++++ Record extracts ++++
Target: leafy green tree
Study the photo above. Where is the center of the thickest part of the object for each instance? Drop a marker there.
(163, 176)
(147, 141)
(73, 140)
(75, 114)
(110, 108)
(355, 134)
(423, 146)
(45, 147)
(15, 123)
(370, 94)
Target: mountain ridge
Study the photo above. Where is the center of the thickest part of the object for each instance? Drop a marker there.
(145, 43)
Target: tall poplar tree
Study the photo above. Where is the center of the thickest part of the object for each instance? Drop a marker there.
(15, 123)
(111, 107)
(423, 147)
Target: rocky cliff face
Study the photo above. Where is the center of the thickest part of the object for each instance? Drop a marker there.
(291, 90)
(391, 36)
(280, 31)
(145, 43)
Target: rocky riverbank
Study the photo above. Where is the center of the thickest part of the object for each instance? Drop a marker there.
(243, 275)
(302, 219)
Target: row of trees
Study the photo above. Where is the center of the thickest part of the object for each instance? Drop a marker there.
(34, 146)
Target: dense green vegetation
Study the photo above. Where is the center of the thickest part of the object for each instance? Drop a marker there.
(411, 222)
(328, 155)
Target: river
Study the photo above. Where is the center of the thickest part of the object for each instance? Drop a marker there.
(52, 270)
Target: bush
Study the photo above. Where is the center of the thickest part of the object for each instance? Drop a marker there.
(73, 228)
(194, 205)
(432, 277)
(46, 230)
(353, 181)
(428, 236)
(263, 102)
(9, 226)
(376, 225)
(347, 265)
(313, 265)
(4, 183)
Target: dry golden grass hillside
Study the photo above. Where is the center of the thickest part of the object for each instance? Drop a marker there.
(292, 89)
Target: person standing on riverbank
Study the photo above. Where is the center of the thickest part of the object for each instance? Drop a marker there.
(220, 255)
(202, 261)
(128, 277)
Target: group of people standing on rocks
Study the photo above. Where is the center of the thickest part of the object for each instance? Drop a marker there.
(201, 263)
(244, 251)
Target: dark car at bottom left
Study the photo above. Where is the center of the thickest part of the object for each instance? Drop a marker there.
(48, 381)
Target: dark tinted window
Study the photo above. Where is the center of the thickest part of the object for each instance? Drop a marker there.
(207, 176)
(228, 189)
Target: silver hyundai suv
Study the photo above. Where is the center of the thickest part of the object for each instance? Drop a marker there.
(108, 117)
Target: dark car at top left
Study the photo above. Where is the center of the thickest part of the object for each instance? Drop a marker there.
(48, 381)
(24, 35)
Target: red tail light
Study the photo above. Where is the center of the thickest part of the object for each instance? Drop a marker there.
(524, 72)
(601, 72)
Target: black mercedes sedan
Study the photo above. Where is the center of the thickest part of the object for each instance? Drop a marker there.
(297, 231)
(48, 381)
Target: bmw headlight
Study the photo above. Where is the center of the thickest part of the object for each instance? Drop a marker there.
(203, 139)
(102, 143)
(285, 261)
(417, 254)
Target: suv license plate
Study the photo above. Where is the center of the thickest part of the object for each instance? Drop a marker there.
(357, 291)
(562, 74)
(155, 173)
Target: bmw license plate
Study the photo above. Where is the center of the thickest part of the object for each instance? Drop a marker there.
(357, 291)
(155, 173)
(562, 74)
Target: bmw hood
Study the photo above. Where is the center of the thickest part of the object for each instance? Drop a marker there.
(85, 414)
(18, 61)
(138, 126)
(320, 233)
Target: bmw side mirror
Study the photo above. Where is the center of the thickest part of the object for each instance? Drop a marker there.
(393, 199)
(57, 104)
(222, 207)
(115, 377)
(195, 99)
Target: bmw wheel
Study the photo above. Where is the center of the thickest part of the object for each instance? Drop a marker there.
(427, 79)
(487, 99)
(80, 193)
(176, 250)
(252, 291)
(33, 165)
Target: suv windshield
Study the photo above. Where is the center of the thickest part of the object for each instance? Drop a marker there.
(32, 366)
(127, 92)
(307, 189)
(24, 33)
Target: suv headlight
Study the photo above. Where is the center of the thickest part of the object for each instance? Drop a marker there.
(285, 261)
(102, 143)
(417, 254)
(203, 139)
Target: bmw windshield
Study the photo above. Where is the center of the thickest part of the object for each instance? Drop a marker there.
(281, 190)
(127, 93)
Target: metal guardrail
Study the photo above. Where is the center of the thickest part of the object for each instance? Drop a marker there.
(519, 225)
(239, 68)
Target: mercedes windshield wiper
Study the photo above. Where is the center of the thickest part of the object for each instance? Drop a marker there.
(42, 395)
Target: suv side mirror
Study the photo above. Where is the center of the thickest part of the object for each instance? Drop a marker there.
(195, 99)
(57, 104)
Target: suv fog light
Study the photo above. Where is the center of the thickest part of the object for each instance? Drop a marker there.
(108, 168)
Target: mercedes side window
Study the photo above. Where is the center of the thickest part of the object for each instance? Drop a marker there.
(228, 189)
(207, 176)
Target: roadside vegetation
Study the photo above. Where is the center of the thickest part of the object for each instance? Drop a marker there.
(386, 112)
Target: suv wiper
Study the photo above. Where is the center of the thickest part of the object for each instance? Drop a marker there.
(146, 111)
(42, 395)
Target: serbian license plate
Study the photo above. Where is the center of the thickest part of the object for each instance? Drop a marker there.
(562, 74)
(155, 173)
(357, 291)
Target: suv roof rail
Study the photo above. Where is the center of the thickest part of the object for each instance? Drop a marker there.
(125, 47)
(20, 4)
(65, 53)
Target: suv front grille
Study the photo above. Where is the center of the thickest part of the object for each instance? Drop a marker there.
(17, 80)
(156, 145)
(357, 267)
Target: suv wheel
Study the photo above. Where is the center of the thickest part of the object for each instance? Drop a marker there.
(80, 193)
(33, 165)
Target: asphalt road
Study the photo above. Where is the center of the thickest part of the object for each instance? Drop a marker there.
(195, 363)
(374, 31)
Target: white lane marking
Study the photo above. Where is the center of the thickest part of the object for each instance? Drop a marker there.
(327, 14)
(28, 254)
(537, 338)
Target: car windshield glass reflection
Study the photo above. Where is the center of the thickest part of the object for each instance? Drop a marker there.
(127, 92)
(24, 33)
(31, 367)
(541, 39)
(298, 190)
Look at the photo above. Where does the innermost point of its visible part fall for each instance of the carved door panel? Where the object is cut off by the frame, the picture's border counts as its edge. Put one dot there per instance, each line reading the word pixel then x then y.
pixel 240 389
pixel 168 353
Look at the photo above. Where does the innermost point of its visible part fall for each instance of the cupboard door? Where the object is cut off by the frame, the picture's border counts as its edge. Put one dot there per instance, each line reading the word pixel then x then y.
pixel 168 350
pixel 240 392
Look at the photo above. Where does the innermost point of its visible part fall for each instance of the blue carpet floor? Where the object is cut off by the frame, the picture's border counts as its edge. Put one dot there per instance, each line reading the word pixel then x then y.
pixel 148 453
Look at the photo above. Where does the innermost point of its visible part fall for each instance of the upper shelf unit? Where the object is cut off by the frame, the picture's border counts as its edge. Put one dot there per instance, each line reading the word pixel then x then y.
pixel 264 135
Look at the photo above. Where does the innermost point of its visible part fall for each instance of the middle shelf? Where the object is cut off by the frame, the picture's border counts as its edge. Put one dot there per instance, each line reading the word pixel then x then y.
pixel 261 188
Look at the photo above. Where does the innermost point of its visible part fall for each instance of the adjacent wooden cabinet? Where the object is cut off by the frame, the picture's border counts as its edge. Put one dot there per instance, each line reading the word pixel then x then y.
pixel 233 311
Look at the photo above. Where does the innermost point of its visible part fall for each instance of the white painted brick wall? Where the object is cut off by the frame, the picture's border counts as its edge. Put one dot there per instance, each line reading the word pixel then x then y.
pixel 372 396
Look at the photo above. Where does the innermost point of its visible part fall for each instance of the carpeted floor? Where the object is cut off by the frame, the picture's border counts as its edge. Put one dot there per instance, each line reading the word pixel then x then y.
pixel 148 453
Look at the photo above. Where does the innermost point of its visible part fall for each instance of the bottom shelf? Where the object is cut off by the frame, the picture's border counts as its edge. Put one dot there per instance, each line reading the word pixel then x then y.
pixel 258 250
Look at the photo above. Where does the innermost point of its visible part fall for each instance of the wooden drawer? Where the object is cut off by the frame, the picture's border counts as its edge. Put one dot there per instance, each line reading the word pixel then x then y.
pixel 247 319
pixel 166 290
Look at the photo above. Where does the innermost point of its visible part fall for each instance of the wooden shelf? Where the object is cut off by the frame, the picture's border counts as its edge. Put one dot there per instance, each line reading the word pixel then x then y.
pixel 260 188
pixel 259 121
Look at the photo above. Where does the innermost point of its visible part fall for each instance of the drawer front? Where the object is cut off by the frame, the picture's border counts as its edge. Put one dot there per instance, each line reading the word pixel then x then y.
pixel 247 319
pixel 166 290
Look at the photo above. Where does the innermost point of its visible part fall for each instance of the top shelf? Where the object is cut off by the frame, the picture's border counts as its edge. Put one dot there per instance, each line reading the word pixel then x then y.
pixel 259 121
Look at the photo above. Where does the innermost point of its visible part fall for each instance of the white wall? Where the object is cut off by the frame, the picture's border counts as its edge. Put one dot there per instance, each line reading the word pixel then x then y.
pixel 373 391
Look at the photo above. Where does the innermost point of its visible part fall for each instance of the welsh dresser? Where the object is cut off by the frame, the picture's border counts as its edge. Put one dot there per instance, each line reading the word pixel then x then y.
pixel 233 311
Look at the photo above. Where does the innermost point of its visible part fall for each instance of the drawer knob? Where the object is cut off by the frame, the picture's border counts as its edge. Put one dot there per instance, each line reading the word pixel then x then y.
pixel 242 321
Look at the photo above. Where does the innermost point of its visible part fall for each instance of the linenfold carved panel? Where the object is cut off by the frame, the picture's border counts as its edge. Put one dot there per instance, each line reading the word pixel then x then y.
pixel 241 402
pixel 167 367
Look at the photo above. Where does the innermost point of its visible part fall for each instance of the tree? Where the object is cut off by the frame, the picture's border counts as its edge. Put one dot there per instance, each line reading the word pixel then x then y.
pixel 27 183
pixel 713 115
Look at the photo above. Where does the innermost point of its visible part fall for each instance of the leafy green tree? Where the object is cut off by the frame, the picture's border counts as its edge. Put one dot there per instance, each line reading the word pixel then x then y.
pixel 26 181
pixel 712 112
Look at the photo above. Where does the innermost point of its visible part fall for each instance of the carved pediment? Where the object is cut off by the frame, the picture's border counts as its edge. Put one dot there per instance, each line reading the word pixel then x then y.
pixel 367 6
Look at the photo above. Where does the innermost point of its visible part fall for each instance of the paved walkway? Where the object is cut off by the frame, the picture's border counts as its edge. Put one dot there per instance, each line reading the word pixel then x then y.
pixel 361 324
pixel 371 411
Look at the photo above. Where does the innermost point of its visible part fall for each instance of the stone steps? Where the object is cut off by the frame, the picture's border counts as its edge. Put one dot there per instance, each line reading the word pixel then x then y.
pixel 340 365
++++
* Task prompt: Copy the records from the line with "the carved pediment?" to the line with "pixel 371 411", swapping "paved walkway" for "brick path" and leaving all else untouched.

* Exercise result:
Look at the photo above. Where does the innermost point of its visible part fall for each instance of the carved pediment? Where the object is cut off by the frame, the picture's border counts as its edge. Put one dot there per instance, each line reading the word pixel then x then y.
pixel 367 6
Look at the photo above. Where does the innermost point of its visible part fall for each instance of the brick path? Where the object is cut off by the frame, the picture's border counts as its edge. Put one dot there per instance, each line reading the word pixel then x then y.
pixel 361 324
pixel 371 411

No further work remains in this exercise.